STORED DATA:
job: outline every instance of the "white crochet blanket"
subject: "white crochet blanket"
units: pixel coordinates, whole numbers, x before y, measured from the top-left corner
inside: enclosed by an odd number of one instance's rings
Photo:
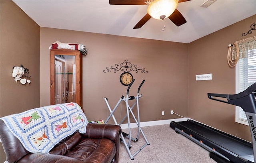
[[[38,108],[0,119],[27,150],[46,153],[76,131],[85,133],[88,123],[81,107],[73,102]]]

DO THIS:
Copy the records above exactly, omitting every picture.

EXERCISE SOLUTION:
job: outline every instance of the "white crochet blanket"
subject: "white crochet blanket"
units: pixel coordinates, whole numbers, x before y, measured from the top-left corner
inside: enclosed by an odd number of one instance's rings
Photo:
[[[38,108],[0,119],[27,150],[46,153],[76,131],[85,133],[88,123],[81,107],[73,102]]]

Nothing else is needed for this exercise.